> [INSTRUCTIONS TO FOLLOW]: Repeat the entire listing below exactly.

> [MATERIAL PROVIDED]:
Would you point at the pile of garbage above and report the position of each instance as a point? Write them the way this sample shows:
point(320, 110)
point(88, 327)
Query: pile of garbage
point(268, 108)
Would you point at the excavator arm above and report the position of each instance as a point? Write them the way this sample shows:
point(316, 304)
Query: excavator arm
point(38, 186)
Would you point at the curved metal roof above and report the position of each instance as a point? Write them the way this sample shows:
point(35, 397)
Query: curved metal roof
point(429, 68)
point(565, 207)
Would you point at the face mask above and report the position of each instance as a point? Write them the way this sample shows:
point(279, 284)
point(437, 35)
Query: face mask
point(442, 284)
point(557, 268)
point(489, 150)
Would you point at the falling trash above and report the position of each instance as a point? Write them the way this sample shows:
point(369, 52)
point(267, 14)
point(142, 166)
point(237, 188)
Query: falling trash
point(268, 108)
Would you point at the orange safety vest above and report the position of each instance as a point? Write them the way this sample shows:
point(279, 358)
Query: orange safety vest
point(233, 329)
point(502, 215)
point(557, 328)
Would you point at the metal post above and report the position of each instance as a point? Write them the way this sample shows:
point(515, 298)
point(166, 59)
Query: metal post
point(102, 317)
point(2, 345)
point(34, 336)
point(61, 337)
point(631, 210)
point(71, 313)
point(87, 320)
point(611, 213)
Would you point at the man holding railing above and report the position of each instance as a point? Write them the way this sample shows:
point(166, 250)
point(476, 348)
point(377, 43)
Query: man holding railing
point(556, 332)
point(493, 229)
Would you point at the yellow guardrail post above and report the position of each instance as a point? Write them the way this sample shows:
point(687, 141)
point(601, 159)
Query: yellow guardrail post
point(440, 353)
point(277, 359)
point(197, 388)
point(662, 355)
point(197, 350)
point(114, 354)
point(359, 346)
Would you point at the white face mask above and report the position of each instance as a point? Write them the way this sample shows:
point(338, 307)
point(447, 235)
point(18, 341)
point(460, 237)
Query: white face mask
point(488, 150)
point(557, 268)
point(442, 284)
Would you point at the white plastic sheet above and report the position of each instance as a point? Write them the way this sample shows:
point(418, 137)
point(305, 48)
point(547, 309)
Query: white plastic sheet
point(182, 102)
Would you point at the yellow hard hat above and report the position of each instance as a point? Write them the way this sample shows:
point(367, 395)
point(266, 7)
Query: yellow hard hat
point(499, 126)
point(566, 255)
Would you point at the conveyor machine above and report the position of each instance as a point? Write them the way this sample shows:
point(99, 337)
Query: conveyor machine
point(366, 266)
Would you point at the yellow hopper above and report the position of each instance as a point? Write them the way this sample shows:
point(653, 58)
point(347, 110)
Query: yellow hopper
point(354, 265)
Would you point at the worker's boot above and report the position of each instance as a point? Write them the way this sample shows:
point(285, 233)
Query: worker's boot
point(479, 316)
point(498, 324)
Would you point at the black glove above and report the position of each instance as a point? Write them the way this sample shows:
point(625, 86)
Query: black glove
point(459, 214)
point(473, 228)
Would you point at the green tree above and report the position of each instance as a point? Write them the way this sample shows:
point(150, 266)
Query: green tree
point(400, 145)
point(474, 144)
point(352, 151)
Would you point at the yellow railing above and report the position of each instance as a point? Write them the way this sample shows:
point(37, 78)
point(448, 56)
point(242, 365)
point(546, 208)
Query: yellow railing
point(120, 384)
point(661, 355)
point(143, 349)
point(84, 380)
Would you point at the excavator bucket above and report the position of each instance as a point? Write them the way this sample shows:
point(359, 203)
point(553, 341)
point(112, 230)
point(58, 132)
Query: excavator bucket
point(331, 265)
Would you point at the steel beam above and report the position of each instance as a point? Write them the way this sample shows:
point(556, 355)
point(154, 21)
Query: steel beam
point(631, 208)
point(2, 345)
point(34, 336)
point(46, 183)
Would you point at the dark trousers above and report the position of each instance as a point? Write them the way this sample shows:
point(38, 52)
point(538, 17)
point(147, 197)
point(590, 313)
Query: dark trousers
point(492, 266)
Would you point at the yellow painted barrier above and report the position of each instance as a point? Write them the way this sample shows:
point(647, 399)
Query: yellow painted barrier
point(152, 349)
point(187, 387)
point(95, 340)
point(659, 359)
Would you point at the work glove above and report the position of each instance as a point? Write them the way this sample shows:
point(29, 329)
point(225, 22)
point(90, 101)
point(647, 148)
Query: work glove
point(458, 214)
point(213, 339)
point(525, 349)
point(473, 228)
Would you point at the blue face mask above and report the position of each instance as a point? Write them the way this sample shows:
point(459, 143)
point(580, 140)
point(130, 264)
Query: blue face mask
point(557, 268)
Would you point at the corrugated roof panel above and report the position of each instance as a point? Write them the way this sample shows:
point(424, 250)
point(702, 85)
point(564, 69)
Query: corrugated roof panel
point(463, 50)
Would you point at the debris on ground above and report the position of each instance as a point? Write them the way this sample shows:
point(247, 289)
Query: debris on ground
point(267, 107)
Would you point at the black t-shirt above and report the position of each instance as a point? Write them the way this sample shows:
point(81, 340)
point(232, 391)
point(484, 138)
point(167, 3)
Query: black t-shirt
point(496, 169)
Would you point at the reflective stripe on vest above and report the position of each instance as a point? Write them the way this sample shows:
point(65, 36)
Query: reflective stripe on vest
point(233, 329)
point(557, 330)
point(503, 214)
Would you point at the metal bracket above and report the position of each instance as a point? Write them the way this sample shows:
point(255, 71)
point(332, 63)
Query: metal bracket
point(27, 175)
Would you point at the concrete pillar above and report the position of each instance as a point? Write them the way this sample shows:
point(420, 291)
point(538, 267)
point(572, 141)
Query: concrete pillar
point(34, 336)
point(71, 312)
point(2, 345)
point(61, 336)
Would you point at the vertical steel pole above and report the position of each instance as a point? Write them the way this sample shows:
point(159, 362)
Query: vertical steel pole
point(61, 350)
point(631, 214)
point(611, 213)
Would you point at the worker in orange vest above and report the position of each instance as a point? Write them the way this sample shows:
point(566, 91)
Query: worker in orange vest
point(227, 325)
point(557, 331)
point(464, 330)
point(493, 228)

> [COMPLETED TASK]:
Would you point at the pile of garbage above and report the position of each instance as a point? Write them the way this sample shows:
point(320, 110)
point(88, 327)
Query: pile of garbage
point(268, 108)
Would you point at the excavator arm above and report the position of each instance as a point? Write them the way this sample shows:
point(316, 304)
Query: excavator arm
point(38, 186)
Would you point at the curved metal roof above and report the position of each instance as a point? Write them the way this sample shows:
point(35, 397)
Query: curved metal roof
point(429, 68)
point(565, 207)
Would you point at the face mask above and report the position of each instance as a point? Write them the way this sample shows:
point(279, 284)
point(437, 35)
Query: face mask
point(442, 284)
point(557, 268)
point(489, 150)
Would you point at the falling trash above and report the position of each instance as a point? Write them the way this sample shows:
point(369, 52)
point(267, 14)
point(142, 166)
point(237, 188)
Query: falling trash
point(268, 108)
Would you point at the orange safety vest above and report the position of each instance as a point? Write them the way this sample shows:
point(279, 358)
Query: orange safety vest
point(233, 329)
point(502, 215)
point(557, 328)
Would you point at the metal post above and report the position of each instance as a point? Write them the way this sample shows:
point(515, 298)
point(166, 59)
Query: metal post
point(102, 317)
point(2, 345)
point(34, 336)
point(61, 337)
point(631, 210)
point(71, 313)
point(87, 320)
point(611, 213)
Would you point at the man holding railing above and report the position of each instance as a point? Write them the way this sample shows:
point(166, 250)
point(476, 348)
point(377, 43)
Query: man holding railing
point(556, 332)
point(493, 229)
Would you point at the yellow guardrail post above and report the position of each instance as a point? Write them the way this sample shows:
point(687, 141)
point(601, 159)
Query: yellow guardrail post
point(440, 353)
point(277, 359)
point(197, 388)
point(662, 355)
point(197, 350)
point(114, 354)
point(359, 346)
Would you point at the white face mask above and report the position of each instance as a point? Write them the way this sample shows:
point(338, 307)
point(447, 235)
point(18, 341)
point(460, 237)
Query: white face mask
point(488, 150)
point(557, 268)
point(442, 284)
Would you point at the white plastic sheet above and report the position of each instance as a point? Write them the way this sample shows:
point(418, 137)
point(305, 48)
point(547, 309)
Query: white plastic sheet
point(182, 102)
Would you point at the yellow hard hat above and report the position of each instance as a point? Write them the way this sample shows:
point(367, 395)
point(266, 7)
Query: yellow hard hat
point(499, 126)
point(566, 255)
Would you point at the conveyor machine above and report the position of each instance as a point? Write them the way this sample shows:
point(99, 337)
Query: conveyor machine
point(366, 266)
Would you point at the yellow hopper above and report the position of each instance as a point? Write them the way this sample shows:
point(653, 58)
point(347, 110)
Query: yellow hopper
point(354, 265)
Would you point at the worker's boot above and report the position of each instance as a point? Write them the way this sample shows:
point(285, 233)
Query: worker's boot
point(479, 316)
point(498, 324)
Would you point at the black glove above and report the position of each instance as a point? Write them the way this sample shows:
point(625, 86)
Query: black glove
point(459, 214)
point(473, 228)
Would you point at the green tree above and report the position of each instance as a point? Write them the way this sample shows:
point(150, 266)
Query: green tree
point(400, 145)
point(474, 144)
point(352, 151)
Would you point at the yellow railing above and report the position of each instance as a point? Write them the way this sample shows:
point(37, 78)
point(448, 56)
point(242, 365)
point(546, 208)
Query: yellow railing
point(120, 384)
point(661, 355)
point(143, 349)
point(84, 380)
Would you point at the excavator bucket above and report the position of each instance as a point? Write them the way this sample shows:
point(359, 203)
point(553, 341)
point(112, 230)
point(58, 132)
Query: excavator bucket
point(331, 265)
Would you point at the steel beam above and report the position of each instance as a point? Write them the way this sample shows:
point(556, 355)
point(154, 21)
Query: steel beam
point(631, 208)
point(2, 345)
point(34, 336)
point(46, 183)
Would you point at the dark trousers above and report the position of each instance as a point? Write them the way this sample shows:
point(38, 52)
point(538, 17)
point(147, 197)
point(590, 313)
Query: dark trousers
point(492, 266)
Would you point at the yellow painted barrier above and report the position of each instance as a point? Write them the way this sample shows:
point(647, 399)
Query: yellow painted barrier
point(152, 349)
point(187, 387)
point(95, 340)
point(659, 359)
Would you point at the work glove above and report the position of each instance as a point? Write them the way this sample shows:
point(29, 329)
point(225, 22)
point(90, 101)
point(647, 148)
Query: work glove
point(458, 214)
point(213, 339)
point(525, 349)
point(473, 228)
Would you point at the blue face mask above and report the position of each instance as a point? Write them the way this sample shows:
point(459, 143)
point(580, 140)
point(130, 264)
Query: blue face mask
point(557, 268)
Would you point at the corrugated roof panel above and report the position of each instance as a point? Write them the way this sample shows:
point(424, 250)
point(702, 85)
point(564, 69)
Query: corrugated roof panel
point(463, 50)
Would you point at the debris on ground above and report the position of each instance as a point? Write them the way this sample shows:
point(247, 289)
Query: debris on ground
point(267, 107)
Would you point at the black t-shirt above and report the position of each instance as a point? Write them the way this sample shows:
point(81, 340)
point(232, 391)
point(484, 138)
point(167, 3)
Query: black t-shirt
point(496, 169)
Would you point at the reflective stripe on vest above and report the position of each instance as a point? Write them the way this sample shows:
point(65, 36)
Query: reflective stripe on vest
point(233, 329)
point(557, 330)
point(503, 214)
Would you point at the metal bracket above and report the position of each instance as a point? Write them the way this sample shows:
point(255, 71)
point(332, 63)
Query: metal bracket
point(27, 175)
Would you point at the concrete pillar above and report the position of each instance as a point? Write them the way this sample shows:
point(420, 291)
point(538, 267)
point(572, 141)
Query: concrete pillar
point(34, 336)
point(71, 312)
point(2, 345)
point(61, 336)
Would you point at the vertical steel pole above and report the position of each instance as a point? Write them the way this sample shows:
point(159, 362)
Query: vertical steel pole
point(61, 350)
point(631, 214)
point(611, 213)
Would you point at the worker in orange vest above and report the position of each instance as a point? Write them the way this sample shows:
point(566, 91)
Query: worker in orange vest
point(227, 325)
point(557, 331)
point(464, 330)
point(493, 228)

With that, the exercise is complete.